╭─ Extrait du document

Les diverses caractéristiques précédentes correspondent
en pratique à une très grande variété de dispositifs
et à des situations extrêmement contrastées. Si
l’étude des forums se rattache d’abord au domaine de la
communication médiatisée par ordinateur (ou CMC, computer
mediated communication), moins directement aux recherches concernant
l’éducation, les enjeux éducatifs y sont très
présents. A partir de l’étude de forums publics, (Barthel et al., 2000) montrent qu’ils offrent d’abord une source d’information
complémentaire et rapide, permettant d’échanger et de
partager des expériences de terrain (difficilement capitalisables sur
d’autres supports), de se détendre, de suivre le climat social. Ce
que l’on peut observer également sur les listes de diffusion
d’enseignants (Charlier et Daele, 2006).
Ainsi, pour des apprentissages hors des institutions classiques de formation, le
forum apparaît constituer une modalité de communication importante,
d’usage croissant avec le déploiement d’Internet. Nous allons
toutefois nous centrer sur les forums utilisés dans des cadres
institutionnels, ou ce que l’on peut dénommer éducation
formelle.
2.2. Quelles spécificités en éducation ?
Ces forums ont des caractéristiques particulières. Ils sont
fermés, leur durée de vie est programmée – soit
parce qu’ouverts selon une période de temps
déterminée, soit limités par la durée
d’existence de la communauté qui l’utilise–, ils sont
souvent non anonymes et les statuts sociaux sont pré établis.

╰─

Consigne:
Recopiez le passage de l'extrait sur les forums en éducation, en commençant à « Les diverses caractéristiques » et en terminant à « et Daele, 2006). ».

╭─ Lignes enregistrées

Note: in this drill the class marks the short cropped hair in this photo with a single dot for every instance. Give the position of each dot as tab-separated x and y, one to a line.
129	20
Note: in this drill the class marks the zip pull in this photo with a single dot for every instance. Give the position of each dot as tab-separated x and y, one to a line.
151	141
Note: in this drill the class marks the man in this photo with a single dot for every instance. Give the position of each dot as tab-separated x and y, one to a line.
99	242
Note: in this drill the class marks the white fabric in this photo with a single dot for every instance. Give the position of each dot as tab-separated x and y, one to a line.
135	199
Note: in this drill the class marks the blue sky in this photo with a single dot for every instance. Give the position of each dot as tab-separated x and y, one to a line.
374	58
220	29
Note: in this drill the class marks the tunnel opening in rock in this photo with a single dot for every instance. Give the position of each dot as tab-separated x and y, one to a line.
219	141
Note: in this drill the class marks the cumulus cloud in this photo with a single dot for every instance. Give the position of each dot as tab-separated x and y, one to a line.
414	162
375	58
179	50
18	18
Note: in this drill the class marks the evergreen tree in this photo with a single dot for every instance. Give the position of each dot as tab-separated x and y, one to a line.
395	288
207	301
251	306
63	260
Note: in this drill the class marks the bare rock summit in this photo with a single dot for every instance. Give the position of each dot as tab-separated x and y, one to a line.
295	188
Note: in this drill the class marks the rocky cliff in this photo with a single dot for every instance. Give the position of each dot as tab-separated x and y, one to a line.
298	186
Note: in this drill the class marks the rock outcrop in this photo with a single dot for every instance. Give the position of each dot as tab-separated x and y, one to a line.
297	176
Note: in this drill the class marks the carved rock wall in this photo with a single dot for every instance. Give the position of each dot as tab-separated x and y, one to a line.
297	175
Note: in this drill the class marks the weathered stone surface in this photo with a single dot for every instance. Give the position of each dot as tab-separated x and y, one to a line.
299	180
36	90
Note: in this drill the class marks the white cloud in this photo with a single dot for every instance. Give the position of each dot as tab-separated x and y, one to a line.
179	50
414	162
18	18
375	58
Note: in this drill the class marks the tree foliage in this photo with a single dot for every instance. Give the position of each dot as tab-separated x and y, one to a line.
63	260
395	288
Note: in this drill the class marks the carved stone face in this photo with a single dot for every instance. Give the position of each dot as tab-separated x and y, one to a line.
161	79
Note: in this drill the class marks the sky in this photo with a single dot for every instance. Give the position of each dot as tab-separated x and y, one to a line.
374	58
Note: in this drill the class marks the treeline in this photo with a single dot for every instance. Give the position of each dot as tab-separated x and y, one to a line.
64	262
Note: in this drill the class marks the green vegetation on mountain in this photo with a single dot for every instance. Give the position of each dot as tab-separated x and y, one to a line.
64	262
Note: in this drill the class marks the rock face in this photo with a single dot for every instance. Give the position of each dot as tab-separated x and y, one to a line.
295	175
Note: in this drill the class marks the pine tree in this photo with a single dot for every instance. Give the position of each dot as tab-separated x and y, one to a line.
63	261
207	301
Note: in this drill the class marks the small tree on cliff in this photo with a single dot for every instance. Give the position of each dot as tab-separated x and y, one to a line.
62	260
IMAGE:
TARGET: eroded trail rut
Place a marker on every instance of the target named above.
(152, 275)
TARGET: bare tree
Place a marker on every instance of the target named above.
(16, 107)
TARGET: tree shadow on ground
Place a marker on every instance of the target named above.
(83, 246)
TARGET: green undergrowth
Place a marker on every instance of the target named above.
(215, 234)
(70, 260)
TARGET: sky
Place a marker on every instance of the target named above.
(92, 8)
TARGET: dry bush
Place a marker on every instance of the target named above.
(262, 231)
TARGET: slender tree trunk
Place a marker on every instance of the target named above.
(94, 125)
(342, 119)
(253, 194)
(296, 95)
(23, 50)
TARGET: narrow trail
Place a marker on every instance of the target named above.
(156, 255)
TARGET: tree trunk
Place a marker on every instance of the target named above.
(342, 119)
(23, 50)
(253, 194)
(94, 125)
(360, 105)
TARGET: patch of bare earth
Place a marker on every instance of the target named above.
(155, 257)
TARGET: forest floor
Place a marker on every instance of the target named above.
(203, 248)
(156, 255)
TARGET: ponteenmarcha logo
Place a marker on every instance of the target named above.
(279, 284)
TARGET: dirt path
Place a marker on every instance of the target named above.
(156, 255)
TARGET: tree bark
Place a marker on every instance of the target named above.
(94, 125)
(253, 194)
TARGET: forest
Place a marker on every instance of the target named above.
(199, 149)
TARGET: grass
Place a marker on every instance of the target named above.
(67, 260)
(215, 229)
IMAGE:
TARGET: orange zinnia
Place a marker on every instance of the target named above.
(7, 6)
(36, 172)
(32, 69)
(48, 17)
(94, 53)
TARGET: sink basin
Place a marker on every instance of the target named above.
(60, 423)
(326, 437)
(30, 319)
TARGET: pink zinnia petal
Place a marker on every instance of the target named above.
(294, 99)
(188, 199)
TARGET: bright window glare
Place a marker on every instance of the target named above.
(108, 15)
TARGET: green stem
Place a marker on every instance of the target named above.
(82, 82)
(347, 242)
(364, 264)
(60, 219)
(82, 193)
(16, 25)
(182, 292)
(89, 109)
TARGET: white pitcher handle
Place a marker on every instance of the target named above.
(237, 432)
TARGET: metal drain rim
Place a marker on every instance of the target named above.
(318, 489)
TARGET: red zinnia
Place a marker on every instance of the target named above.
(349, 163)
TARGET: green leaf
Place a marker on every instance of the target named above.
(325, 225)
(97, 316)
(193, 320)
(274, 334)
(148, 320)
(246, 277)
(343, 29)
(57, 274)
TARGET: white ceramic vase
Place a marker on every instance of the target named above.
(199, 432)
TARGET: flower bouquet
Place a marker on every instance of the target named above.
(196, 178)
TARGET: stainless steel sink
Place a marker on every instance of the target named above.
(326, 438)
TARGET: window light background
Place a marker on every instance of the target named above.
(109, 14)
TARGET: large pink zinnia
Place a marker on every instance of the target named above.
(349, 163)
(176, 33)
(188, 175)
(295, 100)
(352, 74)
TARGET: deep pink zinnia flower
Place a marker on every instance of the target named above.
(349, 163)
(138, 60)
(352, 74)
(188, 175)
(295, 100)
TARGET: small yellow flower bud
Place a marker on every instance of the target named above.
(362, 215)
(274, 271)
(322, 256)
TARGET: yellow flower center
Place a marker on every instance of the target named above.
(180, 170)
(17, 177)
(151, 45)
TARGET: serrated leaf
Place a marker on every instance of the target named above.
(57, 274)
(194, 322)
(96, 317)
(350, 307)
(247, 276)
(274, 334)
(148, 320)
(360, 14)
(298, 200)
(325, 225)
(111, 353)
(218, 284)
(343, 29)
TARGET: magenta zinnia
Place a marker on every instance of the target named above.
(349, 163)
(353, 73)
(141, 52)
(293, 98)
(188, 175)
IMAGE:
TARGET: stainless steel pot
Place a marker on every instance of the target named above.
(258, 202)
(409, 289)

╰─

Résultat ci-dessous:
Les diverses caractéristiques précédentes correspondent
en pratique à une très grande variété de dispositifs
et à des situations extrêmement contrastées. Si
l’étude des forums se rattache d’abord au domaine de la
communication médiatisée par ordinateur (ou CMC, computer
mediated communication), moins directement aux recherches concernant
l’éducation, les enjeux éducatifs y sont très
présents. A partir de l’étude de forums publics, (Barthel et al., 2000) montrent qu’ils offrent d’abord une source d’information
complémentaire et rapide, permettant d’échanger et de
partager des expériences de terrain (difficilement capitalisables sur
d’autres supports), de se détendre, de suivre le climat social. Ce
que l’on peut observer également sur les listes de diffusion
d’enseignants (Charlier et Daele, 2006).